In the data below, the answer is the run of lines from the line containing "Target: wooden post" through the line containing "Target: dirt path", both included; print it exactly and nothing else.

**THE DATA**

┌──

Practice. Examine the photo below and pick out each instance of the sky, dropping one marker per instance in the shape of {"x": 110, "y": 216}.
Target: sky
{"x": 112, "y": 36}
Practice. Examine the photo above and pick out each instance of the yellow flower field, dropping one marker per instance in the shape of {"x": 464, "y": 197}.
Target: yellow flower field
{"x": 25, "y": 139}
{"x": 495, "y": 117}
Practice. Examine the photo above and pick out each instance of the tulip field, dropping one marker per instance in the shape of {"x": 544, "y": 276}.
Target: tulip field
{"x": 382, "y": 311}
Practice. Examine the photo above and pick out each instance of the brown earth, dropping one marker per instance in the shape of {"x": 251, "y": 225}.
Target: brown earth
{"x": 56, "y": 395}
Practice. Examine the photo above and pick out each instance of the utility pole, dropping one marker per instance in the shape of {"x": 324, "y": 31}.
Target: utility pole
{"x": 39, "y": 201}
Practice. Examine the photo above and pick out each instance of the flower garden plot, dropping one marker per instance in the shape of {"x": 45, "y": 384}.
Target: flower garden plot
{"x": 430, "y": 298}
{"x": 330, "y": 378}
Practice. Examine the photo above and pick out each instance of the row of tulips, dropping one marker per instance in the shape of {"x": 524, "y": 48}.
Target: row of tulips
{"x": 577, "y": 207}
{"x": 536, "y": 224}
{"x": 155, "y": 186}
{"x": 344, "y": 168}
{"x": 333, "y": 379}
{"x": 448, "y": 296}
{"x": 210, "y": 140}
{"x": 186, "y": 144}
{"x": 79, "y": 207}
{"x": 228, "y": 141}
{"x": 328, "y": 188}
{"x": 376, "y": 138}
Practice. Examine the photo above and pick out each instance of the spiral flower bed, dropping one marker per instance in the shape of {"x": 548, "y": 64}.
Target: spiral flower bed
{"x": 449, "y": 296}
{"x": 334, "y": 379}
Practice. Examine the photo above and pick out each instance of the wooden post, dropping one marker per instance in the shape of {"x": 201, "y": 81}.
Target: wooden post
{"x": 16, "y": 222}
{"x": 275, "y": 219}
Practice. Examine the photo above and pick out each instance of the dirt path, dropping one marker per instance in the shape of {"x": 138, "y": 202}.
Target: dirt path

└──
┌──

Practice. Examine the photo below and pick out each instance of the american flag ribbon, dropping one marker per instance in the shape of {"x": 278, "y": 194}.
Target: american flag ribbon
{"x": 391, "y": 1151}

└──

**EXERCISE RESULT**
Target: wooden post
{"x": 16, "y": 222}
{"x": 275, "y": 219}
Practice. Examine the photo above and pick out each instance of the dirt path, dropping one marker per instance in the shape of {"x": 138, "y": 202}.
Target: dirt path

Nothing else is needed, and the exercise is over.